-- BEGIN Document extract --

Prodigy sense2vec.teach recipe with gensim w2vec

Hi,

based on the sense2vec.teach

prodigy sense2vec.teach food_terms data/s2v_reddit_2015_md/ --seeds "garlic, avocado, cottage cheese, olive oil, cumin, chicken breast,beef, iceberg lettuce"

I would like to use gensim w2vec generated model to generate similar words/phrases to the given seed words/phrases

In order to make this smoothly work, the gensim w2vec model should has the same format as the "s2v_reddit_2015_md/" model? if so how to convert the gensim w2vec model format to be compatible with the sense2vec model? or is there any other way to achieve this goal?

Hi! A sense2vec model is essentially just a word2vec model trained on words/phrases with concatenated POS tags or entity labels. But in order to query that, the sense2vec library includes various methods so you can look up words with tags etc.

If you just have a regular w2v model, using it via the sense2vec library doesn't make that much sense and a lot of the assumptions in the sense2vec.teach workflow don't really hold up either because your vectors couldn't be queried by tags. I think a better solution would be one of the following:

  • Add your word vectors to a blank spaCy pipeline and use it with terms.teach.

-- END Document extract --
-- BEGIN Raw records --

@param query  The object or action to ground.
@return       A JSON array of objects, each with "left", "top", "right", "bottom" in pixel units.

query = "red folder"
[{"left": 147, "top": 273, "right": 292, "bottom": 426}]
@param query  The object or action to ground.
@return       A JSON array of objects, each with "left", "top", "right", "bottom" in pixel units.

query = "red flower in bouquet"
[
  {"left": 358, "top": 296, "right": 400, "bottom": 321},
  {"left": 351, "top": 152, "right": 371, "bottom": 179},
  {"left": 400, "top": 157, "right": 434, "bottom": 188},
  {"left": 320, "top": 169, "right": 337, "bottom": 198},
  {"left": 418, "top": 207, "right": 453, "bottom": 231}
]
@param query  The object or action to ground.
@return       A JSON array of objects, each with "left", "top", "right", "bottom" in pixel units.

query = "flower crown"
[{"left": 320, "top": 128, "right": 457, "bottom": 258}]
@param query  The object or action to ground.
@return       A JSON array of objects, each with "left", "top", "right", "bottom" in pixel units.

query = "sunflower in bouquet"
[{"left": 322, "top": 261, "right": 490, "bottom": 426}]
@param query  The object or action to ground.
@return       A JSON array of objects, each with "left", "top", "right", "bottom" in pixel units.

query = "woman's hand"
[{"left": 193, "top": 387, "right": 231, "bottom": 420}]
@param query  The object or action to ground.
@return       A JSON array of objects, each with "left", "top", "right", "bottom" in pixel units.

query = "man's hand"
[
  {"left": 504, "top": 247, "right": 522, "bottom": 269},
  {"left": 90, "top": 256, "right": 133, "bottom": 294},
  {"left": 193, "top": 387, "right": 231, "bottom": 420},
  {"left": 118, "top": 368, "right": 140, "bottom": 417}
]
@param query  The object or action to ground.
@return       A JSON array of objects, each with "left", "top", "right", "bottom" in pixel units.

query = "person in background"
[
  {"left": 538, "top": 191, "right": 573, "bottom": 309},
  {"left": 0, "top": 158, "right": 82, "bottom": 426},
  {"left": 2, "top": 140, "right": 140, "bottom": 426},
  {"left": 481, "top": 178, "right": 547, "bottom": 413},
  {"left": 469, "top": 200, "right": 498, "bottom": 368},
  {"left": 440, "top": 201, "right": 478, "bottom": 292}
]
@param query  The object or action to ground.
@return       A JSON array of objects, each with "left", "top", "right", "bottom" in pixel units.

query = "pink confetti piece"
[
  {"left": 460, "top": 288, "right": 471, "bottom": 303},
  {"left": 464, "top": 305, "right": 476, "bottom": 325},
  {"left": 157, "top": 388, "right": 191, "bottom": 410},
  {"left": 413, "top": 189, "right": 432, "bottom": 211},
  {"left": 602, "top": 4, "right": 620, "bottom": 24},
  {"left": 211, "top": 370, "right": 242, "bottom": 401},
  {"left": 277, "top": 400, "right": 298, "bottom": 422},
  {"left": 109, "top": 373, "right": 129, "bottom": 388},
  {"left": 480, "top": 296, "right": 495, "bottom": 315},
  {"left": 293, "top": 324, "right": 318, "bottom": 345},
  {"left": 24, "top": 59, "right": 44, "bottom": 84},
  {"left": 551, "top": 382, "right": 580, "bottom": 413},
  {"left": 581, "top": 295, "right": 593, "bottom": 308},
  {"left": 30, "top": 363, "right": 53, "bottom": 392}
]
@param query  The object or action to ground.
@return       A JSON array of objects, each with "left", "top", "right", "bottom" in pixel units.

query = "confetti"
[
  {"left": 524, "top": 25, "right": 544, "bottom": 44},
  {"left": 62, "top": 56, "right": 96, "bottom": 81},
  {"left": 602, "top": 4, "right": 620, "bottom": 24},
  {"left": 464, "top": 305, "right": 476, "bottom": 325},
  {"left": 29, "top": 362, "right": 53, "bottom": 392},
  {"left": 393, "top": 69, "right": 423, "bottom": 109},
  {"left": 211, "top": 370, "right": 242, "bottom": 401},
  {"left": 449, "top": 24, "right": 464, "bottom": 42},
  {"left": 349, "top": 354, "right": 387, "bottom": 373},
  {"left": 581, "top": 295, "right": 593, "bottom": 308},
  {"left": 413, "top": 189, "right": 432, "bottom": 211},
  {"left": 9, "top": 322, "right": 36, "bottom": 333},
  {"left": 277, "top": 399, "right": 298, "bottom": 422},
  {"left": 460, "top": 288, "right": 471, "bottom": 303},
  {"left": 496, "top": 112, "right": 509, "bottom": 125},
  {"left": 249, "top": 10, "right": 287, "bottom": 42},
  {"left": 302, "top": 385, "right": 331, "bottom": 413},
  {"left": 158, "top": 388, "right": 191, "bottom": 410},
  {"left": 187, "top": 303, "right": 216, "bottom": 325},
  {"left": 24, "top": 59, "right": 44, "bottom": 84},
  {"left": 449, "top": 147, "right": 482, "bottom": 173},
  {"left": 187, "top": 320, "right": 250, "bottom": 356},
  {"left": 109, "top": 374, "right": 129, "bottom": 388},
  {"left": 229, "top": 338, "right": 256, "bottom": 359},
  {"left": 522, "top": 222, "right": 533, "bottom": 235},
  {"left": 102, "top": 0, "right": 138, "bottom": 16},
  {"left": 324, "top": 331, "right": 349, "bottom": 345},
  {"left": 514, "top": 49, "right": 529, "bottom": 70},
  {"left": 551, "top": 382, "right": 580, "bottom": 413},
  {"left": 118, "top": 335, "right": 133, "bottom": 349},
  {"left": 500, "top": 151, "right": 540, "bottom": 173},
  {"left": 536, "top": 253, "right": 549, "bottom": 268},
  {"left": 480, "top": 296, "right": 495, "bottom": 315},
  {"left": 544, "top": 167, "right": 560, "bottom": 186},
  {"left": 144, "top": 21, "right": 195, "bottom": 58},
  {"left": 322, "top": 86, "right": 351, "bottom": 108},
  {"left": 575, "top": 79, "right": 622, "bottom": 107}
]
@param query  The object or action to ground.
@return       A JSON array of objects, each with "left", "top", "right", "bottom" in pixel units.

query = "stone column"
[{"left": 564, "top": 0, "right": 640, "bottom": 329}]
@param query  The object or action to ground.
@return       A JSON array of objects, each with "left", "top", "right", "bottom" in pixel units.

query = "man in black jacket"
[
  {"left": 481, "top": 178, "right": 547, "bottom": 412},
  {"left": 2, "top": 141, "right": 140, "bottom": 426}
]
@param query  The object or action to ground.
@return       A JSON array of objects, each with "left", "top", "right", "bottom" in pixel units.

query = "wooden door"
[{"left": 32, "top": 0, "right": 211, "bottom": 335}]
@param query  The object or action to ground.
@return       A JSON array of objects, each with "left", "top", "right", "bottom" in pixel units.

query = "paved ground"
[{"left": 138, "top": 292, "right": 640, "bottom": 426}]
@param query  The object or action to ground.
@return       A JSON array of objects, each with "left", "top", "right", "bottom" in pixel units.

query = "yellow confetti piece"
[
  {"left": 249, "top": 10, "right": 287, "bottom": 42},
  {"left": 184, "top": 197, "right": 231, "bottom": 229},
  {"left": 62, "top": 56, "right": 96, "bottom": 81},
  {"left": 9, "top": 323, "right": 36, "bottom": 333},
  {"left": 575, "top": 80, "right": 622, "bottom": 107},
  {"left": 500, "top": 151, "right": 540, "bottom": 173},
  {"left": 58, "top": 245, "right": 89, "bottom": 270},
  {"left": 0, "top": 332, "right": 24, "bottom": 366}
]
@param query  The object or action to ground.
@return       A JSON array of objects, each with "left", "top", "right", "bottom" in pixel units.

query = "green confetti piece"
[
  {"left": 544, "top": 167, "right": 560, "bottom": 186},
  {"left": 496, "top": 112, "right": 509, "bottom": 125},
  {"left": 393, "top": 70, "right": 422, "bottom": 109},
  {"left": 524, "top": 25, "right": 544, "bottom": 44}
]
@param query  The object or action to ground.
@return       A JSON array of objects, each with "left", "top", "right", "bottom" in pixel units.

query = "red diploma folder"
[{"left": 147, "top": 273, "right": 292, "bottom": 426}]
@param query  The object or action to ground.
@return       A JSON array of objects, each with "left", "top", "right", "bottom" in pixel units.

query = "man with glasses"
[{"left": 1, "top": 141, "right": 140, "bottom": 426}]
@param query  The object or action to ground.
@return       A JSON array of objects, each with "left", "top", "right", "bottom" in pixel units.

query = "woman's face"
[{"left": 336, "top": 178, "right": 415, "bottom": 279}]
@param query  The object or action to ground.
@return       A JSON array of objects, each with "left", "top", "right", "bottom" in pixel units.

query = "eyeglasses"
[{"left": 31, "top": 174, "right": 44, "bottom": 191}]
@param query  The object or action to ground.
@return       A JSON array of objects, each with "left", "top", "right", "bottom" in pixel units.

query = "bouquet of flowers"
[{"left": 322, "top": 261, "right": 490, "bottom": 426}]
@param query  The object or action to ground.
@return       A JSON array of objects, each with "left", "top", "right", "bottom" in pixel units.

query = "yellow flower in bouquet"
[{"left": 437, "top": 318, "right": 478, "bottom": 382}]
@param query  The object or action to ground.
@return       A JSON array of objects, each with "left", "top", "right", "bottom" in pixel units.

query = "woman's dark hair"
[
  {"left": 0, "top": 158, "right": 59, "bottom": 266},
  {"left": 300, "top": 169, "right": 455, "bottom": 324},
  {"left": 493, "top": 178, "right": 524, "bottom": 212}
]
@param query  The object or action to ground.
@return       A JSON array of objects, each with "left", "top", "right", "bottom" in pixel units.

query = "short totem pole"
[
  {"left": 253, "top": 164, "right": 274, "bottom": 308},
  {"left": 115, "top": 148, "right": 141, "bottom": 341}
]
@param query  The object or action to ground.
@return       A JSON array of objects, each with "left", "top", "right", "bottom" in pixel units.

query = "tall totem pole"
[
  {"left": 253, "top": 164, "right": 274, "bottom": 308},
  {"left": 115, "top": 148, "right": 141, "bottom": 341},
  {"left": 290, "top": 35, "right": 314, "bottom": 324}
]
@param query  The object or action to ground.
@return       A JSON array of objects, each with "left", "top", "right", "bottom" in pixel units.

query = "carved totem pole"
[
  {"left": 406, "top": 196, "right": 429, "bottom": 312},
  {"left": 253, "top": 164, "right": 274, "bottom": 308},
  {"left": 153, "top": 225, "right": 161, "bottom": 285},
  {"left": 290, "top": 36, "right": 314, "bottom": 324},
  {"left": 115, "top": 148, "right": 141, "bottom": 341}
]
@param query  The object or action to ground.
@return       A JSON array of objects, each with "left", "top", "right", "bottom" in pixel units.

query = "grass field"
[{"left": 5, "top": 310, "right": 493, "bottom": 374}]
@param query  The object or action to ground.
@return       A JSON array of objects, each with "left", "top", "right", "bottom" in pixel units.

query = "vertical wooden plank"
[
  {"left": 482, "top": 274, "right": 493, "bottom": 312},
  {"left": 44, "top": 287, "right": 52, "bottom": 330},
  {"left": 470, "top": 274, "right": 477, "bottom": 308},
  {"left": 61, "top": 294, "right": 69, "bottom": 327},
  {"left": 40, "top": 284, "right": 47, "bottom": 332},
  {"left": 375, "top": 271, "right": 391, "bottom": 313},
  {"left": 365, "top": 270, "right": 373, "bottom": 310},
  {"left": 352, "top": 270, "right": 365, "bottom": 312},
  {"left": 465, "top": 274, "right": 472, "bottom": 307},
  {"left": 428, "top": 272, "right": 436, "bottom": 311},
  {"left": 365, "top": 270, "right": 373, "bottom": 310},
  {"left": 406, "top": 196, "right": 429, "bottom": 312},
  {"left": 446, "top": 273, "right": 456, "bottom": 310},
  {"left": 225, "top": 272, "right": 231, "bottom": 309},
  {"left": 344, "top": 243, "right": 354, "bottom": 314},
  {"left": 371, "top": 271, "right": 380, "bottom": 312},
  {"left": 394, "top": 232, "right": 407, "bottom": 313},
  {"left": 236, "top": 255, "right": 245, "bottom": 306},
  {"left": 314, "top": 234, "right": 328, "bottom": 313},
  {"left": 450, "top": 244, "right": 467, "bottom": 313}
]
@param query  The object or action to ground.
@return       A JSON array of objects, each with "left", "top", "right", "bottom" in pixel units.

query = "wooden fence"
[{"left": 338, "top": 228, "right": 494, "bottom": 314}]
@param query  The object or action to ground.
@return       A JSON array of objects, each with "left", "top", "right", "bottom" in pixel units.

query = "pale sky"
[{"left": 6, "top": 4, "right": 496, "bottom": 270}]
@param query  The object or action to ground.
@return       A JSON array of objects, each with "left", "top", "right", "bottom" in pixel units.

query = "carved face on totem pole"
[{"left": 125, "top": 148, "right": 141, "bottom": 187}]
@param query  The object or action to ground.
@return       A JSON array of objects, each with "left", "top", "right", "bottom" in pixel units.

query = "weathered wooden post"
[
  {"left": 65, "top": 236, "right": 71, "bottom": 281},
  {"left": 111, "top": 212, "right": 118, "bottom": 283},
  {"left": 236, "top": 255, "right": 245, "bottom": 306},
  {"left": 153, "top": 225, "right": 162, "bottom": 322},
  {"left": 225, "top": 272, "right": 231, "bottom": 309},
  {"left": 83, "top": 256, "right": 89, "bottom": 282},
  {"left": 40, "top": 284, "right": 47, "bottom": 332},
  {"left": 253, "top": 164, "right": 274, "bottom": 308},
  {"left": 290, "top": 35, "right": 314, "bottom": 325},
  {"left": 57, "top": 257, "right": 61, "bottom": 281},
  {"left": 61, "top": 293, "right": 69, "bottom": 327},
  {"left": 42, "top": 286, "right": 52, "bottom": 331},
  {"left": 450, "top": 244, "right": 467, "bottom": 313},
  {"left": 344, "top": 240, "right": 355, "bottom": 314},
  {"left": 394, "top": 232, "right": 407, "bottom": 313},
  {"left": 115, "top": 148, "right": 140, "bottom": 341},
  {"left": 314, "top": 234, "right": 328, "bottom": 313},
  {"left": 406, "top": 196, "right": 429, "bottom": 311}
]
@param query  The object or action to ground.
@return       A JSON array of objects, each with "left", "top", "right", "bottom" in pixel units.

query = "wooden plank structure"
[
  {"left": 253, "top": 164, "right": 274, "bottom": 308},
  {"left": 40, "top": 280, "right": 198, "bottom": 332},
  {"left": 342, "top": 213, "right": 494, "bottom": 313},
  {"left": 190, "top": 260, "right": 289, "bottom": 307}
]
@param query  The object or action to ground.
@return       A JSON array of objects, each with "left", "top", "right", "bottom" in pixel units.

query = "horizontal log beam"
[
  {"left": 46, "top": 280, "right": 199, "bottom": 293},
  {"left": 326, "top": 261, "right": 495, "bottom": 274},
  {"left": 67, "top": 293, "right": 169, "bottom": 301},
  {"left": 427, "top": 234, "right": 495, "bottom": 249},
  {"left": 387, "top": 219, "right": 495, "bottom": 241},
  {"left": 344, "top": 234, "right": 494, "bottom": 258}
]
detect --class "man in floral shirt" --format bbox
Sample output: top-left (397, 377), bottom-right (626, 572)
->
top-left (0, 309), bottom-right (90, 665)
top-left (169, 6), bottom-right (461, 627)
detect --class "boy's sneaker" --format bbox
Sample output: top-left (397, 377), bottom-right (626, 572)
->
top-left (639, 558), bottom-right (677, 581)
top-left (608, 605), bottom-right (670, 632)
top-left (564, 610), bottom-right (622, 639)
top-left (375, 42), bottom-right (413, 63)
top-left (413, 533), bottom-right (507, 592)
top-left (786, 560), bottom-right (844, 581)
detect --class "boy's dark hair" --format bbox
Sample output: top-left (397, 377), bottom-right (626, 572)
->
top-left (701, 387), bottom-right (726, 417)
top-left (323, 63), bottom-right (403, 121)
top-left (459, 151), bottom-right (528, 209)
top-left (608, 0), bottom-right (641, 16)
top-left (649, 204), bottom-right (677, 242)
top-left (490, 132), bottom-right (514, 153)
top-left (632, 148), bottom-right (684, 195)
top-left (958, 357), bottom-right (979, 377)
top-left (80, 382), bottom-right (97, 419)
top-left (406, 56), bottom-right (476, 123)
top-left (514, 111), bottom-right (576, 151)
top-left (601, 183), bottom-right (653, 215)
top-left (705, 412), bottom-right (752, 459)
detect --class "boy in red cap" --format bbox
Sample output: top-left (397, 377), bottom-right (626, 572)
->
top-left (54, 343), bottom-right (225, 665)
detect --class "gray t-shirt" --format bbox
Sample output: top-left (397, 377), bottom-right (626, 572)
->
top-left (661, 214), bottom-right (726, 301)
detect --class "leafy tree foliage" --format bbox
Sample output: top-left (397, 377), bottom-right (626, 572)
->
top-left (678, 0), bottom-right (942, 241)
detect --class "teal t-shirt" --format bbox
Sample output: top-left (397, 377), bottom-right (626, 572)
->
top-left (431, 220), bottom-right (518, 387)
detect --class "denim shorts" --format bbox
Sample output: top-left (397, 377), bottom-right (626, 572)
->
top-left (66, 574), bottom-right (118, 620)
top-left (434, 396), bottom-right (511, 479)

-- END Raw records --

Stated goal >> Carry on the forum thread about using a gensim word2vec model with the Prodigy sense2vec.teach recipe, starting after its last line.

Exercise output >>
  • Write your own recipe script that loads your vectors, calculates the average for the vectors of all seed terms and then find the most similar entries in your table and send them out. See here for the most_similar implementation in spaCy.

Thanks a lot

This what I was looking for. I have a complicated scientific text and using sense2vec provided poor result. POS tag doesn't work well.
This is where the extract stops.